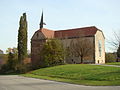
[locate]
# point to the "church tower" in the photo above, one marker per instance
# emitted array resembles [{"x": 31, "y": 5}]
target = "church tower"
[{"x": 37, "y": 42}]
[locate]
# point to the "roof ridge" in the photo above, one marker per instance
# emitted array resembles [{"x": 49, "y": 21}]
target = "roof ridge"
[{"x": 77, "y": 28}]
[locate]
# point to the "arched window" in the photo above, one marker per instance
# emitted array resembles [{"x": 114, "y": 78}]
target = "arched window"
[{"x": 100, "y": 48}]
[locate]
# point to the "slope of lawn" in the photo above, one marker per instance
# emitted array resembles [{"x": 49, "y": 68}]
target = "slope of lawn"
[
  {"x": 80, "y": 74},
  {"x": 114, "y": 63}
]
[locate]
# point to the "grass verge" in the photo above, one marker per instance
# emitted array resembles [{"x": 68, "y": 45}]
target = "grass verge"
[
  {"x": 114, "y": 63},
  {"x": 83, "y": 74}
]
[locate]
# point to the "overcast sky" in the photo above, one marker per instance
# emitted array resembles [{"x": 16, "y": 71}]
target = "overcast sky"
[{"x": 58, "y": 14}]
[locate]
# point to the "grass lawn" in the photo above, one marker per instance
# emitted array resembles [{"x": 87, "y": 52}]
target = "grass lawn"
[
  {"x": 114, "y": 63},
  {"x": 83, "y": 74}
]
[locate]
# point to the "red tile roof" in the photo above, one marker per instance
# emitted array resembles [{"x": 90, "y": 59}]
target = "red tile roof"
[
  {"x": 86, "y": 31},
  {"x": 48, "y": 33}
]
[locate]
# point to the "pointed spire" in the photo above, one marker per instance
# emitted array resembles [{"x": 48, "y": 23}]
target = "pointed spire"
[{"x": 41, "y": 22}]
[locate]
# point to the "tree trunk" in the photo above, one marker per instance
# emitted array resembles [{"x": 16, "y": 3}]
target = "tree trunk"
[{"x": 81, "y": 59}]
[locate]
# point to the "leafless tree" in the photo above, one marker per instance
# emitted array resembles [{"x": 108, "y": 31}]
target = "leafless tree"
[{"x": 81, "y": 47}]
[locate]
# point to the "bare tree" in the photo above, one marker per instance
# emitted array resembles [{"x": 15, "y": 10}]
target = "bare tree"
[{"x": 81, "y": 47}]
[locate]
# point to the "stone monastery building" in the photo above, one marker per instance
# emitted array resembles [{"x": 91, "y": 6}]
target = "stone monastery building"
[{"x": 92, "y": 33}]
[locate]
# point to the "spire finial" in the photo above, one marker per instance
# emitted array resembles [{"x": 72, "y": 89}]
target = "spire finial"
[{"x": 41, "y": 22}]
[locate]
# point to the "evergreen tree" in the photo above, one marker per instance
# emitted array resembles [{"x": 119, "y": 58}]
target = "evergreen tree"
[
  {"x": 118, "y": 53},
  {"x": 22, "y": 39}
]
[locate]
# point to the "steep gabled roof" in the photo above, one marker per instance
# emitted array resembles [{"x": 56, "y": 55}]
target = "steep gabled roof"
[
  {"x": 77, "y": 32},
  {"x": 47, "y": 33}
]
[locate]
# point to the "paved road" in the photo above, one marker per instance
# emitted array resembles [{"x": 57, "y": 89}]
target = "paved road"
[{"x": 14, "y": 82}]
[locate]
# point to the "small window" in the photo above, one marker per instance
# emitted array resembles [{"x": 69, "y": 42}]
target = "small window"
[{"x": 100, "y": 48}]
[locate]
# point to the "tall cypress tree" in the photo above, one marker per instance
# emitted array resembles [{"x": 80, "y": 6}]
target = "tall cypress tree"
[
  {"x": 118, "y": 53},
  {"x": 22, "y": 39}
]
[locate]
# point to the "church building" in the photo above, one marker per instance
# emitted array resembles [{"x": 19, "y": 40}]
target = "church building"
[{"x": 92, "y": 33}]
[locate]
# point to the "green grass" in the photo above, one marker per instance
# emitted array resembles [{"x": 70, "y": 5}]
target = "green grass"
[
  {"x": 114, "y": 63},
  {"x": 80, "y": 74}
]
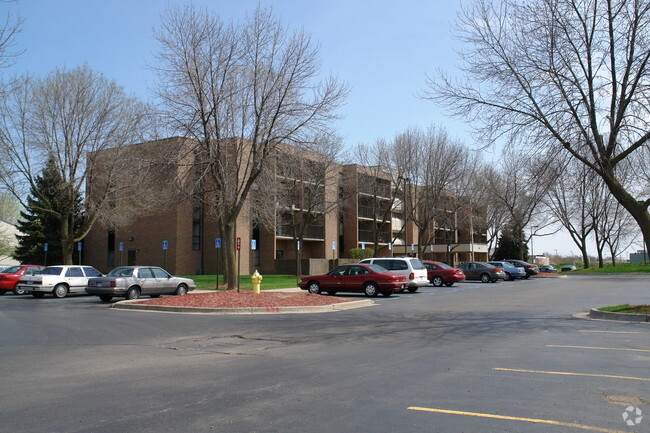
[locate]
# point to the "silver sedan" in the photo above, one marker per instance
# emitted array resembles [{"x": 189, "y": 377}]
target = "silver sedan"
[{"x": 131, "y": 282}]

######

• _PROMPT_: What you return should match the material word for word, apart from the pictures.

• _SOLUTION TO THIS TASK_:
[locate]
# point to the "church tower" in the photo above, one marker per instance
# emitted array resembles [{"x": 31, "y": 5}]
target = "church tower"
[{"x": 37, "y": 42}]
[locate]
# point to the "roof ridge" in the photo above, one marker per instance
# emitted array resembles [{"x": 49, "y": 21}]
target = "roof ridge"
[{"x": 77, "y": 28}]
[locate]
# point to the "arched window" in the photo above, one marker per instance
# emitted array resembles [{"x": 114, "y": 78}]
target = "arched window"
[{"x": 100, "y": 48}]
[locate]
# point to the "slope of lawn" in the photo above, one marker per instance
# emitted array resembles [{"x": 49, "y": 68}]
target = "slope of lawn"
[
  {"x": 80, "y": 74},
  {"x": 114, "y": 63}
]
[locate]
# point to the "grass verge" in the photo above, one marker per instance
# emitted array resembles [{"x": 68, "y": 45}]
target = "grass verge"
[
  {"x": 114, "y": 63},
  {"x": 83, "y": 74}
]
[locate]
# point to the "overcast sky" in the photo above, one marker per instance
# emitted array resembles [{"x": 16, "y": 71}]
target = "overcast sky"
[{"x": 58, "y": 14}]
[locate]
# point to the "grass lawn" in the photo above, one marker per instance
# emitted array resembles [{"x": 87, "y": 52}]
target = "grass lawn"
[
  {"x": 114, "y": 63},
  {"x": 83, "y": 74}
]
[locate]
# point to the "red tile roof" in the photo above, one marker per instance
# emitted array resembles [{"x": 90, "y": 59}]
target = "red tile roof"
[
  {"x": 86, "y": 31},
  {"x": 48, "y": 33}
]
[locate]
# point to the "pointed spire" in the photo above, one marker per instance
# emitted array resembles [{"x": 48, "y": 23}]
target = "pointed spire"
[{"x": 41, "y": 22}]
[locate]
# point to the "tree trunk" in the photo above, one marker per instance
# emitted array resembles [{"x": 16, "y": 3}]
target = "tree trunk"
[{"x": 81, "y": 59}]
[locate]
# point to the "leafless tree" in the photo above, one marker per instance
# emitted array resembles [{"x": 108, "y": 31}]
target = "leafless tree"
[{"x": 81, "y": 47}]
[locate]
# point to the "bare tree" in the photo above, one marker per instance
# emitted array resembles [{"x": 15, "y": 10}]
target = "bare tree"
[{"x": 81, "y": 47}]
[locate]
# point to the "stone monastery building" in the photo above, one marker per instance
# emitted array resembles [{"x": 91, "y": 6}]
target = "stone monastery building"
[{"x": 92, "y": 33}]
[locate]
# point to the "spire finial" in the photo above, one marker per instance
# emitted array resembles [{"x": 72, "y": 89}]
target = "spire finial"
[{"x": 41, "y": 22}]
[locate]
# point to the "evergreen tree" in the photo above, one marker per instance
# emitted array resembles [{"x": 119, "y": 58}]
target = "evergreen tree"
[
  {"x": 118, "y": 53},
  {"x": 22, "y": 39}
]
[locate]
# point to the "steep gabled roof" in the photo above, one marker per instance
# emitted array resembles [{"x": 56, "y": 55}]
target = "steep gabled roof"
[
  {"x": 77, "y": 32},
  {"x": 47, "y": 33}
]
[locate]
# point to the "paved road" in the photo above, one marker per instance
# emitted array resembles [{"x": 57, "y": 89}]
target = "paved road"
[{"x": 14, "y": 82}]
[locate]
# point to the "small window" in the photo above, one marker per instance
# emitted array resembles [{"x": 69, "y": 42}]
target = "small window"
[{"x": 100, "y": 48}]
[locate]
# point to the "tall cypress tree" in the photo above, one marker per instance
# emitted array resembles [{"x": 80, "y": 6}]
target = "tall cypress tree"
[
  {"x": 118, "y": 53},
  {"x": 22, "y": 39}
]
[locate]
# point to the "church building" in the photo above, one marker per instance
# emitted array resembles [{"x": 19, "y": 40}]
target = "church building"
[{"x": 92, "y": 33}]
[locate]
# point to the "green grass" in the photo above, one marker per instance
# emitted array resembles [{"x": 70, "y": 5}]
target = "green grass"
[
  {"x": 114, "y": 63},
  {"x": 80, "y": 74}
]
[locate]
# point to the "silver sedan" in the photo above, one marker per instance
# emitted array resembles [{"x": 189, "y": 377}]
target = "silver sedan"
[{"x": 131, "y": 282}]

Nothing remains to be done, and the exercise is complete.